§ **Problem requirements**
Copy every line of the data exactly, leaving nothing out.

Dataset records about object locations:
-------

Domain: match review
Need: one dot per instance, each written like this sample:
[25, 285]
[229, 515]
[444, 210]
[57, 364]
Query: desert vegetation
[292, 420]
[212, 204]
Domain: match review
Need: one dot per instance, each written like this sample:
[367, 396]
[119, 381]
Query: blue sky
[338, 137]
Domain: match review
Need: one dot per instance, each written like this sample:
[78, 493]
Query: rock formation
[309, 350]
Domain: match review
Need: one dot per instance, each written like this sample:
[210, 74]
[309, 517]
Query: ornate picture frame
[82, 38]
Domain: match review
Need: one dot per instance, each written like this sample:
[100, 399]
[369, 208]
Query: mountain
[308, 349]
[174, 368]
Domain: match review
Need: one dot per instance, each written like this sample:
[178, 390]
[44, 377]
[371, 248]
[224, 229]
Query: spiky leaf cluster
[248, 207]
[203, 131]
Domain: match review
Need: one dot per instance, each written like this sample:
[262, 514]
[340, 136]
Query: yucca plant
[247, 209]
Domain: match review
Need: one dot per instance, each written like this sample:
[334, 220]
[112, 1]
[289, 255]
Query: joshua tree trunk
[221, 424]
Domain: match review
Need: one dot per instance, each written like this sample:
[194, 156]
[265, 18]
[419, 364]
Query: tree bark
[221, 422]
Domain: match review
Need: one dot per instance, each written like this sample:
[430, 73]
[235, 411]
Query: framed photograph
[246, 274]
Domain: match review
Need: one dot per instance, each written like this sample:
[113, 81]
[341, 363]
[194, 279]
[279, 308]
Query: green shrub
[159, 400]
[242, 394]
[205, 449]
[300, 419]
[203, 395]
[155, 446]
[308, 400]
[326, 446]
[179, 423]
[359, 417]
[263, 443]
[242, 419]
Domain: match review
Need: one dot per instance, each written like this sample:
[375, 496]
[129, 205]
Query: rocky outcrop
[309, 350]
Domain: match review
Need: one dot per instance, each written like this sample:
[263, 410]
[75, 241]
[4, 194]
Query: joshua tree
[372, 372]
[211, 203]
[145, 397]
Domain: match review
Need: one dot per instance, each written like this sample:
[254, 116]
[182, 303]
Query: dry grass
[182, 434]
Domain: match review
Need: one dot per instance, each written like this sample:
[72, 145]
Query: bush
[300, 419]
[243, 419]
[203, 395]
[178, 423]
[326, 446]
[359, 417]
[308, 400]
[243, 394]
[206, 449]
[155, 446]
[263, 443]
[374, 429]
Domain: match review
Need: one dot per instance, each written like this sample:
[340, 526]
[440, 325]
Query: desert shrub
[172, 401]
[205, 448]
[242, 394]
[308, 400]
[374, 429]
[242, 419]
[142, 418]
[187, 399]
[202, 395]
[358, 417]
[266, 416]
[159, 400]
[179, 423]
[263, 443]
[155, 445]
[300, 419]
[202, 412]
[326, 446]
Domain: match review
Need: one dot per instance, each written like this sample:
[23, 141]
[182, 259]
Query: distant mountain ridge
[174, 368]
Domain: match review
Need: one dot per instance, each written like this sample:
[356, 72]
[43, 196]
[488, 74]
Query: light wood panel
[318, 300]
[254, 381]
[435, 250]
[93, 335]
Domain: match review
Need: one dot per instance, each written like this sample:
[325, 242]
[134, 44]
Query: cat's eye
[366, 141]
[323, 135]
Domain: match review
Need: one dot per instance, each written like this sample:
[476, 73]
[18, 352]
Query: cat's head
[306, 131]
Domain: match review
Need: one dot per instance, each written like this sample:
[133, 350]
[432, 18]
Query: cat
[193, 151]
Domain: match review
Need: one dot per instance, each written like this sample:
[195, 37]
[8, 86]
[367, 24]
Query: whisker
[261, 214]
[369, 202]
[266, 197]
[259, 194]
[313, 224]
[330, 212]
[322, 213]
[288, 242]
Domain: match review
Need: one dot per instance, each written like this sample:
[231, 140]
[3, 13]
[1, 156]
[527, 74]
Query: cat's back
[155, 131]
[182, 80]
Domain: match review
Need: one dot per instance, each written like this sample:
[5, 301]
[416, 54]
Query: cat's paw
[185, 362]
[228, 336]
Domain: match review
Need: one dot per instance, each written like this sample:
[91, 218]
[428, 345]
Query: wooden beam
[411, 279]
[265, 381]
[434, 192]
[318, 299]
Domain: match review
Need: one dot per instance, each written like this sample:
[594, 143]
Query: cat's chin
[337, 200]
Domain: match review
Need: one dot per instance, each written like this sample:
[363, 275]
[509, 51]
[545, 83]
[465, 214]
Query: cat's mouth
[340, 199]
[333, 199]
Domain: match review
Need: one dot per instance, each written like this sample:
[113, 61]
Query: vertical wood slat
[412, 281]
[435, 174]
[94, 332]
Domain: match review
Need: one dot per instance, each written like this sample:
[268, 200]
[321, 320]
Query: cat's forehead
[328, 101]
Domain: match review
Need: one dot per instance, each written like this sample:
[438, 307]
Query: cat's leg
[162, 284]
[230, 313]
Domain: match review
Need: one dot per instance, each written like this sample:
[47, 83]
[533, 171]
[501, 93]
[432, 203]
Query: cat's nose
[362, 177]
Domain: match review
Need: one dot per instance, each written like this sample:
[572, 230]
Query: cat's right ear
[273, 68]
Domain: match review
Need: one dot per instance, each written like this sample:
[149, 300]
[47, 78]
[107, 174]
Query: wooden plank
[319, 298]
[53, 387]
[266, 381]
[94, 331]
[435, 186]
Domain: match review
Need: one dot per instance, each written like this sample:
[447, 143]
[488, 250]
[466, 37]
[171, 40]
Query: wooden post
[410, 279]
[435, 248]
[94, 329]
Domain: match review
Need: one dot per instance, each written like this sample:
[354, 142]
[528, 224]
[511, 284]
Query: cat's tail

-------

§ **Reply to the task**
Domain: match review
Need: one dot per instance, each written like this sample:
[25, 285]
[229, 515]
[444, 210]
[57, 364]
Query: desert vegetation
[292, 420]
[212, 204]
Domain: match review
Need: one dot per instance, each written like this sample:
[367, 396]
[119, 381]
Query: blue sky
[338, 137]
Domain: match review
Need: one dot per instance, each written like this sample:
[78, 493]
Query: rock formation
[309, 350]
Domain: match review
Need: one dot per instance, each written like this sample:
[210, 74]
[309, 517]
Query: ornate picture frame
[82, 38]
Domain: match review
Need: one dot per instance, each written like this sample:
[100, 399]
[369, 208]
Query: mountain
[308, 349]
[174, 368]
Domain: match review
Need: one dot per instance, each written like this sample:
[178, 390]
[44, 377]
[371, 248]
[224, 229]
Query: spiky leaf cluster
[248, 207]
[203, 131]
Domain: match review
Need: one dot per instance, each written like this sample:
[262, 514]
[340, 136]
Query: yucca plant
[247, 209]
Domain: match review
Need: one dot per instance, each written like this sample:
[334, 220]
[112, 1]
[289, 255]
Query: joshua tree trunk
[221, 424]
Domain: match review
Need: one dot per instance, each written like this sample:
[194, 156]
[265, 18]
[419, 364]
Query: tree bark
[221, 422]
Domain: match review
Need: one dot per instance, each written like this sample:
[430, 73]
[235, 411]
Query: framed photograph
[246, 274]
Domain: match review
Need: one dot per instance, each written like this sample:
[113, 81]
[341, 363]
[194, 279]
[279, 308]
Query: green shrub
[159, 400]
[242, 394]
[205, 449]
[300, 419]
[203, 395]
[155, 446]
[308, 400]
[326, 446]
[179, 423]
[359, 417]
[263, 443]
[242, 419]
Domain: match review
Need: one dot per instance, each written like this sample:
[375, 496]
[129, 205]
Query: rocky outcrop
[309, 350]
Domain: match review
Need: one dot per instance, each written like this sample:
[263, 410]
[75, 241]
[4, 194]
Query: joshua tree
[372, 372]
[211, 203]
[145, 397]
Domain: match review
Need: one dot per instance, each written like this sample:
[254, 116]
[182, 303]
Query: dry grass
[182, 434]
Domain: match review
Need: one dot per instance, each written like this sample:
[72, 145]
Query: bush
[300, 419]
[243, 419]
[203, 395]
[178, 423]
[326, 446]
[359, 417]
[308, 400]
[243, 394]
[206, 449]
[155, 446]
[263, 443]
[374, 429]
Domain: match review
Need: one dot per instance, each written like this sample:
[340, 526]
[440, 325]
Query: desert shrub
[172, 401]
[205, 448]
[242, 394]
[308, 400]
[374, 429]
[242, 419]
[142, 418]
[187, 399]
[202, 395]
[358, 417]
[266, 416]
[159, 400]
[179, 423]
[263, 443]
[155, 445]
[300, 419]
[202, 412]
[326, 446]
Domain: match review
Need: one dot per instance, each written like this sample:
[23, 141]
[182, 259]
Query: distant mountain ridge
[174, 368]
Domain: match review
Need: one dot per instance, each written like this sample:
[356, 72]
[43, 196]
[488, 74]
Query: light wood panel
[318, 300]
[254, 381]
[435, 250]
[93, 335]
Domain: match review
Need: one dot per instance, each written like this sample:
[325, 242]
[134, 44]
Query: cat's eye
[366, 141]
[323, 135]
Domain: match review
Need: one dot per instance, each written like this sample:
[476, 73]
[18, 352]
Query: cat's head
[306, 131]
Domain: match review
Need: one dot per instance, each written like this sample:
[133, 350]
[432, 18]
Query: cat
[193, 151]
Domain: match review
Need: one dot per instance, each written like this sample:
[195, 37]
[8, 86]
[367, 24]
Query: whisker
[261, 214]
[369, 202]
[266, 197]
[259, 194]
[313, 224]
[330, 212]
[322, 213]
[288, 242]
Domain: match review
Need: one dot per instance, each written like this sample:
[231, 140]
[3, 13]
[1, 156]
[527, 74]
Query: cat's back
[155, 131]
[182, 80]
Domain: match review
Need: one dot per instance, each written like this sample:
[5, 301]
[416, 54]
Query: cat's paw
[185, 362]
[228, 336]
Domain: match review
Need: one dot per instance, each written like this sample:
[91, 218]
[428, 345]
Query: wooden beam
[411, 279]
[265, 381]
[434, 192]
[318, 299]
Domain: match review
Need: one dot per instance, each written like this sample:
[594, 143]
Query: cat's chin
[337, 200]
Domain: match review
Need: one dot per instance, each written like this sample:
[363, 275]
[509, 51]
[545, 83]
[465, 214]
Query: cat's mouth
[340, 199]
[333, 199]
Domain: match review
Need: one dot per instance, each written like this sample:
[113, 61]
Query: vertical wood slat
[412, 281]
[435, 174]
[94, 332]
Domain: match review
Need: one dot per instance, each written like this sample:
[268, 200]
[321, 320]
Query: cat's forehead
[328, 101]
Domain: match review
Need: one dot per instance, each written like this sample:
[438, 307]
Query: cat's leg
[162, 284]
[230, 313]
Domain: match review
Need: one dot per instance, each written like this sample:
[47, 83]
[533, 171]
[501, 93]
[432, 203]
Query: cat's nose
[362, 177]
Domain: match review
Need: one dot per instance, each written like this sample:
[572, 230]
Query: cat's right ear
[273, 68]
Domain: match review
Need: one dot per instance, each written like this sample:
[149, 300]
[47, 78]
[107, 174]
Query: wooden plank
[319, 298]
[53, 387]
[266, 381]
[94, 331]
[435, 186]
Domain: match review
Need: one dot per instance, each written like this sample:
[447, 143]
[488, 250]
[466, 37]
[171, 40]
Query: wooden post
[410, 279]
[435, 248]
[94, 329]
Domain: match review
Need: one dot per instance, each written like this sample:
[354, 142]
[528, 224]
[511, 284]
Query: cat's tail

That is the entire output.